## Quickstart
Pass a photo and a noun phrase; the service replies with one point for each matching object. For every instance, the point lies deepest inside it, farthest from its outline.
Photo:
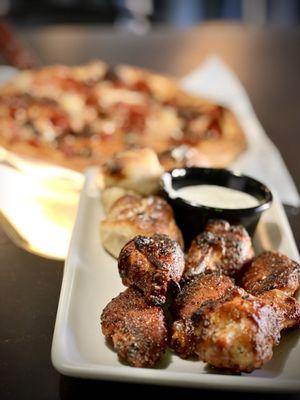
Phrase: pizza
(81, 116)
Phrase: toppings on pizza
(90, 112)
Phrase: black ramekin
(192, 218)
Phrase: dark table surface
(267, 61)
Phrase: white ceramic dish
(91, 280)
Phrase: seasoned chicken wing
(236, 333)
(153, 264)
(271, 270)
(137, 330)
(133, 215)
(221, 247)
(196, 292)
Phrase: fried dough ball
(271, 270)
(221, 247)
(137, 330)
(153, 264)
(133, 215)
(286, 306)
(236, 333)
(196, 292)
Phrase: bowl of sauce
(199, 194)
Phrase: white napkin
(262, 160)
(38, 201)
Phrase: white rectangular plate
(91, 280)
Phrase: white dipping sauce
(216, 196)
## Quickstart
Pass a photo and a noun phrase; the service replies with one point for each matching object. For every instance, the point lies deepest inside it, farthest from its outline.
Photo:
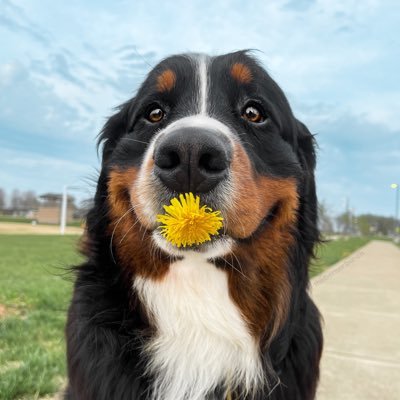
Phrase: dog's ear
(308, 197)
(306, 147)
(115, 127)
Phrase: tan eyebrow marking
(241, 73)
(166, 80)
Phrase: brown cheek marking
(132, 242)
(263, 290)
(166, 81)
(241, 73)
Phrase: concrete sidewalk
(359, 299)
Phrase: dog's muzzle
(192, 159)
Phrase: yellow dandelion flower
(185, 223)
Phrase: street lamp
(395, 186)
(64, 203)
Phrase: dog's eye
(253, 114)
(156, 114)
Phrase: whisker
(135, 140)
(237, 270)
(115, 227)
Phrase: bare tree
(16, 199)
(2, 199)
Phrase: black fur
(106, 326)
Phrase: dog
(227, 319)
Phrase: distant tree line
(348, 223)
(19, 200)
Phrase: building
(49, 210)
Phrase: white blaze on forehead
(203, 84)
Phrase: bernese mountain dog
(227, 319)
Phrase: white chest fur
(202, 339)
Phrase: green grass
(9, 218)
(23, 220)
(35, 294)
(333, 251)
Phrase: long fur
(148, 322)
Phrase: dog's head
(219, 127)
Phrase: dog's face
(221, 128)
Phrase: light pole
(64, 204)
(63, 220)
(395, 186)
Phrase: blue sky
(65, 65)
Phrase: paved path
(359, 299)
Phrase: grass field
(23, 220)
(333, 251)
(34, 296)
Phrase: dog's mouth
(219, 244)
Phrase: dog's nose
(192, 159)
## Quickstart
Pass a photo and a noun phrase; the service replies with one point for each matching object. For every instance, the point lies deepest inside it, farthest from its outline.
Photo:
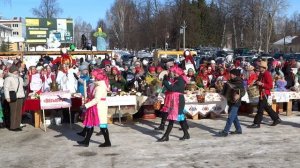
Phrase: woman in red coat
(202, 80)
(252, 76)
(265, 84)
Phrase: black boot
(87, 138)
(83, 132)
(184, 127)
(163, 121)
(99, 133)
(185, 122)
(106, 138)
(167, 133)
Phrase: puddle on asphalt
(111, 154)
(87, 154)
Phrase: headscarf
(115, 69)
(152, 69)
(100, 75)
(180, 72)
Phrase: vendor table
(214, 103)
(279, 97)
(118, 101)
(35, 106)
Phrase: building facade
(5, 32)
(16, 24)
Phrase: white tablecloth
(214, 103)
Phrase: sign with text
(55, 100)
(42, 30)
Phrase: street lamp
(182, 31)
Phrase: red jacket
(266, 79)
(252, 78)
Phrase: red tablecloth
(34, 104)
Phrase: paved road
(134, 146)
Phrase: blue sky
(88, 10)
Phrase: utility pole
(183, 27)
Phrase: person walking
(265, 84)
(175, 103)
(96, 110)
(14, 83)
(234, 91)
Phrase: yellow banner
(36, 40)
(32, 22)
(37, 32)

━━━━

WHAT IS REQUIRED: Reproduce, word for word, every line starting at the line that contains "Phrase: puddle on asphalt" and ending with the final line of the entries.

ANSWER TO THE TASK:
Phrase: puddle on asphalt
(111, 154)
(87, 154)
Phrase: headscarf
(115, 69)
(152, 69)
(100, 75)
(180, 72)
Phrase: vendor table
(214, 103)
(279, 97)
(118, 101)
(35, 106)
Phrase: building facade
(5, 32)
(16, 24)
Phrase: white tablecloth
(214, 103)
Phrase: sign with text
(55, 100)
(42, 30)
Phrase: street lamp
(182, 31)
Phrase: red jacket
(266, 79)
(252, 78)
Phrase: red tablecloth
(34, 104)
Phrase: paved road
(134, 146)
Phrase: blue sky
(88, 10)
Phrase: utility pole
(183, 27)
Phrase: person walking
(265, 84)
(175, 103)
(96, 110)
(14, 83)
(234, 91)
Phrase: yellow banner
(36, 40)
(32, 22)
(37, 32)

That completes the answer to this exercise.